Excerpts from location labeling data
::::

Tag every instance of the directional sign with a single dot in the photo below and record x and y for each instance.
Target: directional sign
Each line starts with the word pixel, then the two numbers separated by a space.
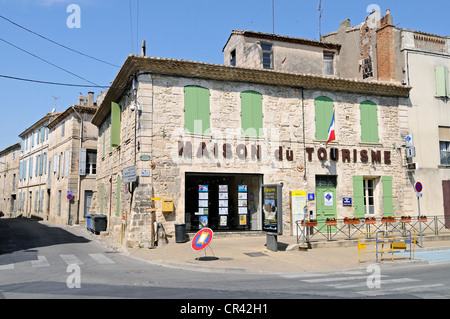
pixel 418 187
pixel 202 239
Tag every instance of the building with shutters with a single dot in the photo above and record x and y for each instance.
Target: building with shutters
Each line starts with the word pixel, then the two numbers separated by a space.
pixel 57 158
pixel 378 50
pixel 33 170
pixel 209 136
pixel 9 180
pixel 72 163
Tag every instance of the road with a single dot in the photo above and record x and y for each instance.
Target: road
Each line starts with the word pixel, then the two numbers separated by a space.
pixel 40 260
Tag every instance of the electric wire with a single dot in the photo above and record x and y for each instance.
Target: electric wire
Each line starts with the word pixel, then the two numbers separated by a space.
pixel 49 82
pixel 59 44
pixel 48 62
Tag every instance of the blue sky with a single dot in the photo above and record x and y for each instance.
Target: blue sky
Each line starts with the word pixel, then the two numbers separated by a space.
pixel 193 30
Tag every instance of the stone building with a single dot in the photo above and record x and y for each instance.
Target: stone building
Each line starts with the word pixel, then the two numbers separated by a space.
pixel 72 163
pixel 33 171
pixel 209 136
pixel 378 50
pixel 9 173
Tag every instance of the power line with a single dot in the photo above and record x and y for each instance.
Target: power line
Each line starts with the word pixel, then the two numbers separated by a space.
pixel 52 83
pixel 37 57
pixel 54 42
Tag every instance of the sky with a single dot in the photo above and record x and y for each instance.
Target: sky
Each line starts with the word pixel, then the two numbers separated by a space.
pixel 105 32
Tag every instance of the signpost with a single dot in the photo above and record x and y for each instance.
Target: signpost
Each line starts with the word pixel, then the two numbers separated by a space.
pixel 418 187
pixel 272 213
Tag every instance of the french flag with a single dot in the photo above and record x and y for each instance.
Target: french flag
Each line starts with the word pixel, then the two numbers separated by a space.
pixel 331 134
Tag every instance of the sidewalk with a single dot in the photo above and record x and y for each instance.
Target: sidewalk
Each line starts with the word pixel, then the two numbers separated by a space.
pixel 248 254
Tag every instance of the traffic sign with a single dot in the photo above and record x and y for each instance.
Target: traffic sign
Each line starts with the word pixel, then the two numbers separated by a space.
pixel 418 187
pixel 202 239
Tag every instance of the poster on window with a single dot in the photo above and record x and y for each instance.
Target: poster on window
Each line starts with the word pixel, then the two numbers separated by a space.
pixel 328 197
pixel 223 220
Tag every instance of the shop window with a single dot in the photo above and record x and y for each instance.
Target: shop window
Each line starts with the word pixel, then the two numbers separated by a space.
pixel 222 202
pixel 196 109
pixel 324 115
pixel 251 113
pixel 369 122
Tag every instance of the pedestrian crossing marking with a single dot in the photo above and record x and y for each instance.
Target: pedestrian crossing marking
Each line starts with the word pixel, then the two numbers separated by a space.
pixel 101 259
pixel 40 262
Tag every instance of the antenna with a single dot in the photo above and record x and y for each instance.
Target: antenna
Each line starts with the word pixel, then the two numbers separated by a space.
pixel 320 9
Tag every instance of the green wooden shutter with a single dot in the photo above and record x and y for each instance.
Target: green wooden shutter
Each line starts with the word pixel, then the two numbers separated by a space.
pixel 369 122
pixel 388 203
pixel 102 199
pixel 251 113
pixel 119 182
pixel 358 196
pixel 196 110
pixel 115 124
pixel 442 86
pixel 324 115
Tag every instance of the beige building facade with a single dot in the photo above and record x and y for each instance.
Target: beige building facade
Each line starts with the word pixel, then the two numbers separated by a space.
pixel 9 173
pixel 209 136
pixel 421 61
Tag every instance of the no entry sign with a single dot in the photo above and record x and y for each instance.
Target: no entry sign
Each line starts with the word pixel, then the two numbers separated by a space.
pixel 418 187
pixel 202 239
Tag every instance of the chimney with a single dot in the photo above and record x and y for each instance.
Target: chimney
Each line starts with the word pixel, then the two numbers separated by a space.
pixel 385 49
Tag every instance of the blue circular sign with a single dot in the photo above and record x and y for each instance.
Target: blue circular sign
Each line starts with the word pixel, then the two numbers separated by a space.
pixel 418 187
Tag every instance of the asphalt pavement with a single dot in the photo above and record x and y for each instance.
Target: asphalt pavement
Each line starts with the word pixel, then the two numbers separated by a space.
pixel 238 253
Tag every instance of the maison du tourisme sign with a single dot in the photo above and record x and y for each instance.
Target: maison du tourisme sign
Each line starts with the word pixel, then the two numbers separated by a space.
pixel 255 152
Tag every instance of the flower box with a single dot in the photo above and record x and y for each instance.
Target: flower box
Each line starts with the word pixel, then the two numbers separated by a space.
pixel 351 221
pixel 309 223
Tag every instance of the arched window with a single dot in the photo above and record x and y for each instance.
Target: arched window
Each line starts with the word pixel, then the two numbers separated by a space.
pixel 324 115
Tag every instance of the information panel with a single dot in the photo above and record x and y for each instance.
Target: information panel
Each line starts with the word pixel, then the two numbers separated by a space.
pixel 272 209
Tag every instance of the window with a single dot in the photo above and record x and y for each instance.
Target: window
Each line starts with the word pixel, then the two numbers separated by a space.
pixel 115 124
pixel 444 145
pixel 233 58
pixel 267 55
pixel 368 196
pixel 328 63
pixel 196 109
pixel 369 122
pixel 324 115
pixel 442 82
pixel 59 202
pixel 91 162
pixel 251 113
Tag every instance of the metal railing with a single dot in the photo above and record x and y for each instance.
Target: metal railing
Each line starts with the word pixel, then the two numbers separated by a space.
pixel 343 229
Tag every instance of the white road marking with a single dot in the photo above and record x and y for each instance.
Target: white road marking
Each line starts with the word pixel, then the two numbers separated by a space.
pixel 101 259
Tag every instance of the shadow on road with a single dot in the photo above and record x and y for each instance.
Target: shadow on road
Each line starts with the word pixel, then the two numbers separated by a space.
pixel 19 236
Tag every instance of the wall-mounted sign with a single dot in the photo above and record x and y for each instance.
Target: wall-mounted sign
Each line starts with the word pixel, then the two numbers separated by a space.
pixel 145 157
pixel 272 209
pixel 347 202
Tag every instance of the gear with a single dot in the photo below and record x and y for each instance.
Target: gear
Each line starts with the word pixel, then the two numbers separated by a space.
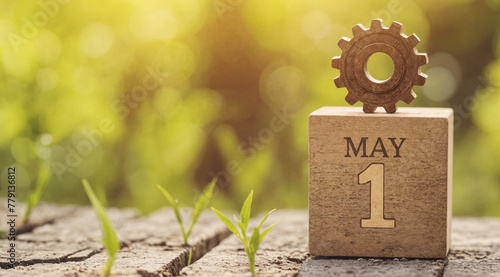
pixel 361 86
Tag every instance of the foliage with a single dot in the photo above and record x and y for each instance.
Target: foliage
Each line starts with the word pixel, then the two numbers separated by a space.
pixel 251 244
pixel 109 239
pixel 180 92
pixel 200 205
pixel 35 195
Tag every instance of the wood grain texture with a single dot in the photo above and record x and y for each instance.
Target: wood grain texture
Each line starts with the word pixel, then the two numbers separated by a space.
pixel 416 189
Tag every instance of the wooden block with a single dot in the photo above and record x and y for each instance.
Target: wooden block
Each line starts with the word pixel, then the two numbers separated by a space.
pixel 380 184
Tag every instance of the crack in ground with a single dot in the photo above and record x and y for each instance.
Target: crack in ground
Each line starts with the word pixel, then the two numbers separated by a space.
pixel 440 271
pixel 58 260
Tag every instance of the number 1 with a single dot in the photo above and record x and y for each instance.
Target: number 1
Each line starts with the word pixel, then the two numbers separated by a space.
pixel 374 175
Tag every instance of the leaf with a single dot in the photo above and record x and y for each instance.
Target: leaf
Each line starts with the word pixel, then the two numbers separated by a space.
pixel 254 241
pixel 109 239
pixel 202 203
pixel 265 218
pixel 245 210
pixel 242 229
pixel 228 223
pixel 174 205
pixel 268 229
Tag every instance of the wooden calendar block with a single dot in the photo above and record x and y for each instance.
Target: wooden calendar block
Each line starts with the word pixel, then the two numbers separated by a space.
pixel 380 184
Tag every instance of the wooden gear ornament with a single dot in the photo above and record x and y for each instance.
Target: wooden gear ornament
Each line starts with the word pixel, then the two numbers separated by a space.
pixel 361 85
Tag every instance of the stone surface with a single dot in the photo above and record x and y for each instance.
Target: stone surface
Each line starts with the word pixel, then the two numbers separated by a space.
pixel 475 248
pixel 281 253
pixel 475 251
pixel 151 245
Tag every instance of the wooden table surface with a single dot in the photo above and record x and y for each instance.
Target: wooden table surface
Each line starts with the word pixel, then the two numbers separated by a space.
pixel 62 241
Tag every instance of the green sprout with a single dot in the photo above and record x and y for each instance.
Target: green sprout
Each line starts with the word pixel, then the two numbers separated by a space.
pixel 200 205
pixel 251 245
pixel 35 195
pixel 109 240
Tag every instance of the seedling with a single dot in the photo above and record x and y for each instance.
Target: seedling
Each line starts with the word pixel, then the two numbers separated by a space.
pixel 200 205
pixel 251 245
pixel 35 195
pixel 109 240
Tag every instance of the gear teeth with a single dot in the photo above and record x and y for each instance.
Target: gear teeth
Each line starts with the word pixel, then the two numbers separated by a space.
pixel 396 28
pixel 336 62
pixel 409 97
pixel 358 29
pixel 391 108
pixel 422 59
pixel 368 108
pixel 421 79
pixel 377 24
pixel 344 43
pixel 339 82
pixel 413 40
pixel 350 100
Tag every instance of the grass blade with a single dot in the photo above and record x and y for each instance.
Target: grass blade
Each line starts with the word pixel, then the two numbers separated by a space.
pixel 243 229
pixel 264 233
pixel 202 203
pixel 174 205
pixel 228 223
pixel 109 239
pixel 245 210
pixel 265 218
pixel 254 240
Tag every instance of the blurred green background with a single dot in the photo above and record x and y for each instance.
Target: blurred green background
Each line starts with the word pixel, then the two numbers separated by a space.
pixel 130 94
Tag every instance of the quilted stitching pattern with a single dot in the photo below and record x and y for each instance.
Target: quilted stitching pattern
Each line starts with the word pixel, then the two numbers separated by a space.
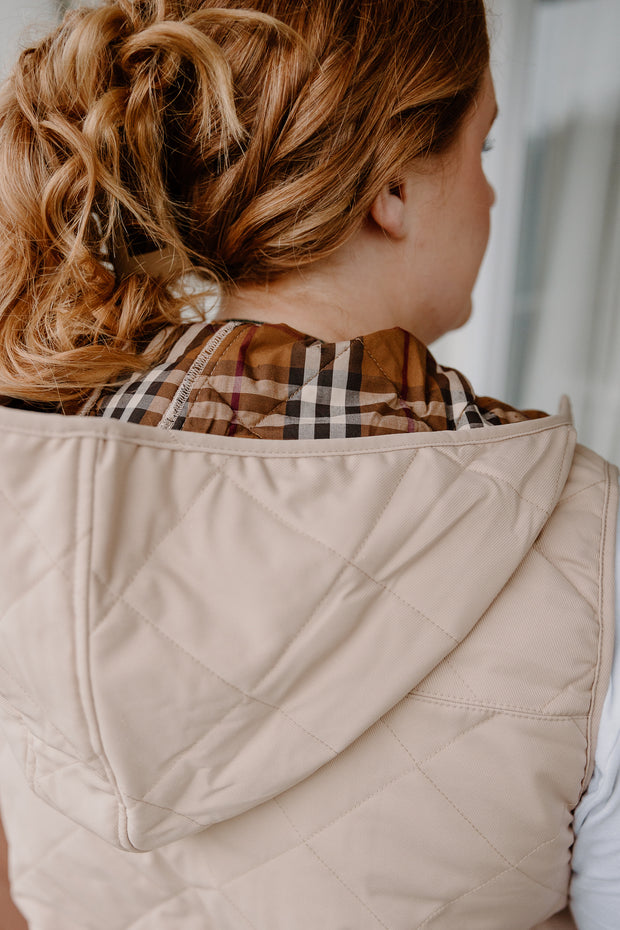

::::

> **Exercise details**
Repeat the material word for word, from its first line up to and including the line with "pixel 40 260". Leave the picture out of your answer.

> **Complete response**
Tag every instance of the directional sign with a single dot in the photo below and record x and y for each instance.
Target: directional sign
Each line starts with the word pixel, then the two numbers separated by a space.
pixel 418 187
pixel 202 239
Tag every instance of the building with shutters with a single dot in the photo above and record x and y for each instance.
Target: building with shutters
Each line starts with the word pixel, then the two numbers separated by a space.
pixel 57 158
pixel 378 50
pixel 33 170
pixel 209 136
pixel 9 180
pixel 72 163
Tag every instance of the road with a single dot in the photo above and record x and y for each instance.
Target: road
Each line starts with the word pixel, then the two numbers separated by a space.
pixel 40 260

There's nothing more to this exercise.